§ The task:
Reproduce all of the data word for word.

§ Data listing:
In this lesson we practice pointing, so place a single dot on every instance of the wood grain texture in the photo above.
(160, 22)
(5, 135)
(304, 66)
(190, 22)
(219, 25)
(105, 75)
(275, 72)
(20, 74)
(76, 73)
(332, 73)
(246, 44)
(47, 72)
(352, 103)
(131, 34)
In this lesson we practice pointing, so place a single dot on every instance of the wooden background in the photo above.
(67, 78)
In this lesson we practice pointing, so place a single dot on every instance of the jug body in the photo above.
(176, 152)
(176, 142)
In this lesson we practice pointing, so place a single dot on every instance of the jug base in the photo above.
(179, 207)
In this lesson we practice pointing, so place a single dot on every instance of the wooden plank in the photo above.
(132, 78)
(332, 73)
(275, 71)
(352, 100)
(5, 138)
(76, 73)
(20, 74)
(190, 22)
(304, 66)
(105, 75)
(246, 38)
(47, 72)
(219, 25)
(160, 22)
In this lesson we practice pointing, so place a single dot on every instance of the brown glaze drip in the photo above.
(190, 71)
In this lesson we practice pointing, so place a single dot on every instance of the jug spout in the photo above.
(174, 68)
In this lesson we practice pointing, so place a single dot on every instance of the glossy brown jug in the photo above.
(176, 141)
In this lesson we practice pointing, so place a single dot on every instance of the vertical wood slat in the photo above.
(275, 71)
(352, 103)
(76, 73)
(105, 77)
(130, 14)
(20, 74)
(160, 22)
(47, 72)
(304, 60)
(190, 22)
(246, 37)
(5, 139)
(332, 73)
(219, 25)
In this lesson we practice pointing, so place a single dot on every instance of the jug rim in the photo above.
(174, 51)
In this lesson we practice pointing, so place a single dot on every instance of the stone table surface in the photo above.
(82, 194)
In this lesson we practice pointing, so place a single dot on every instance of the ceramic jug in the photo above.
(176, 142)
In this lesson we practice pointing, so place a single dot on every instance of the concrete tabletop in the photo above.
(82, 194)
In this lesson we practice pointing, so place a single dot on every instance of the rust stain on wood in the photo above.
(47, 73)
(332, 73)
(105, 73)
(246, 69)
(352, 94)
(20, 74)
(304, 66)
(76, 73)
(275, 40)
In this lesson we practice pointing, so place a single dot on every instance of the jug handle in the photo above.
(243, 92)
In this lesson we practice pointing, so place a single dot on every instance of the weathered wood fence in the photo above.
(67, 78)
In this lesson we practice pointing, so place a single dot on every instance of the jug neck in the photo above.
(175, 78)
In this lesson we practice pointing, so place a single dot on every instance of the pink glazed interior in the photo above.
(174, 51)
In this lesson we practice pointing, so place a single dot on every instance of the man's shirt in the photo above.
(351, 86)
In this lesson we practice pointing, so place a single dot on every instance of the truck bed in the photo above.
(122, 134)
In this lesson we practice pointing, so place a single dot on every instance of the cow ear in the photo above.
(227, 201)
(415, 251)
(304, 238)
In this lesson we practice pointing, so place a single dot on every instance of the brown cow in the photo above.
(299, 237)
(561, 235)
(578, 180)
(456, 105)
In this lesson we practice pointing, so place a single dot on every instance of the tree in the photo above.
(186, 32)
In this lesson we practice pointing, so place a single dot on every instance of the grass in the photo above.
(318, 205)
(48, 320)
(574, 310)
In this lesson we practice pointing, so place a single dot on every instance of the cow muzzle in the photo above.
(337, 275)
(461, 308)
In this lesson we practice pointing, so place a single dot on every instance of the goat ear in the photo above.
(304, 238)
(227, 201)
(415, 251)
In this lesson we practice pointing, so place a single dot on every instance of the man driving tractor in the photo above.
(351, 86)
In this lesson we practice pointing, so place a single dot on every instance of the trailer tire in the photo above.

§ Result below:
In this lesson we practice pointing, so place a single dot on every instance of the wood grain texture in the photo above.
(160, 22)
(5, 135)
(304, 66)
(190, 22)
(219, 25)
(105, 75)
(275, 72)
(20, 74)
(76, 73)
(332, 73)
(246, 44)
(47, 72)
(352, 103)
(131, 34)
In this lesson we practice pointing, so place a single dot on every instance of the wooden background in the photo above.
(67, 78)
In this lesson we practice pointing, so place a single dot on every instance of the jug body in the photo above.
(176, 152)
(176, 142)
In this lesson we practice pointing, so place a single dot on every instance of the jug base in the photo above.
(179, 207)
In this lesson we practice pointing, so place a single dot on every instance of the wooden plank in the photo above.
(132, 78)
(332, 73)
(275, 71)
(352, 100)
(5, 138)
(76, 73)
(20, 74)
(190, 22)
(304, 66)
(105, 75)
(246, 38)
(47, 72)
(219, 25)
(160, 22)
In this lesson we practice pointing, so place a single dot on every instance of the brown glaze drip in the photo above.
(190, 71)
In this lesson we practice pointing, so place a single dot on every instance of the jug spout in the photo above.
(174, 68)
In this lesson we practice pointing, so place a single dot on every instance of the glossy brown jug in the photo above.
(176, 141)
In this lesson we practice pointing, so place a single dot on every instance of the vertical wood slat in the photo above.
(275, 71)
(352, 103)
(76, 73)
(105, 77)
(130, 14)
(20, 74)
(160, 22)
(47, 72)
(304, 60)
(190, 22)
(246, 37)
(5, 139)
(332, 73)
(219, 25)
In this lesson we practice pointing, so place a single dot on every instance of the jug rim in the photo above.
(174, 51)
In this lesson we practice pointing, so place a single dot on every instance of the stone table surface in the photo above.
(82, 194)
In this lesson we practice pointing, so place a single dot on every instance of the ceramic jug in the photo above.
(176, 142)
In this lesson we practice pointing, so place a single dot on every instance of the concrete tabletop in the photo above.
(82, 194)
In this lesson we practice pointing, so place a single dot on every instance of the rust stain on wood in the photo above.
(47, 73)
(332, 73)
(105, 73)
(246, 69)
(352, 94)
(20, 74)
(304, 66)
(76, 73)
(275, 40)
In this lesson we practice pointing, so place a single dot on every instance of the jug handle in the photo above.
(243, 92)
In this lesson we practice pointing, so place a single dot on every instance of the weathered wood fence in the photo above.
(67, 78)
In this lesson we practice pointing, so place a single dot on every instance of the jug neck in the photo above.
(175, 78)
In this lesson we practice pointing, so place a single dot on every instance of the pink glazed interior in the photo above.
(174, 51)
In this lesson we practice pointing, so place a single dot on every instance of the man's shirt in the photo above.
(351, 86)
In this lesson we practice pointing, so place a single dot on every instance of the truck bed in the photo above.
(122, 134)
In this lesson we practice pointing, so place a single dot on every instance of the cow ear in the photo above.
(227, 201)
(415, 251)
(304, 238)
In this lesson we practice pointing, so place a single dot on every instance of the brown cow in the photo above.
(299, 237)
(561, 235)
(578, 180)
(456, 105)
In this lesson we practice pointing, so place a single dot on every instance of the tree in the photo above.
(186, 32)
In this lesson we practice pointing, so place a single dot on every instance of the grass in the photo above.
(318, 205)
(48, 320)
(574, 310)
In this lesson we practice pointing, so place a single dot on every instance of the cow muzzle in the photo above.
(337, 275)
(461, 308)
In this lesson we practice pointing, so place a single dot on every instance of the goat ear in the photo above.
(304, 238)
(227, 201)
(415, 251)
In this lesson we practice pointing, so place a single dot on every instance of the man driving tractor in the photo above.
(351, 86)
In this lesson we practice pointing, so place a single dot on every instance of the trailer tire in the photo above.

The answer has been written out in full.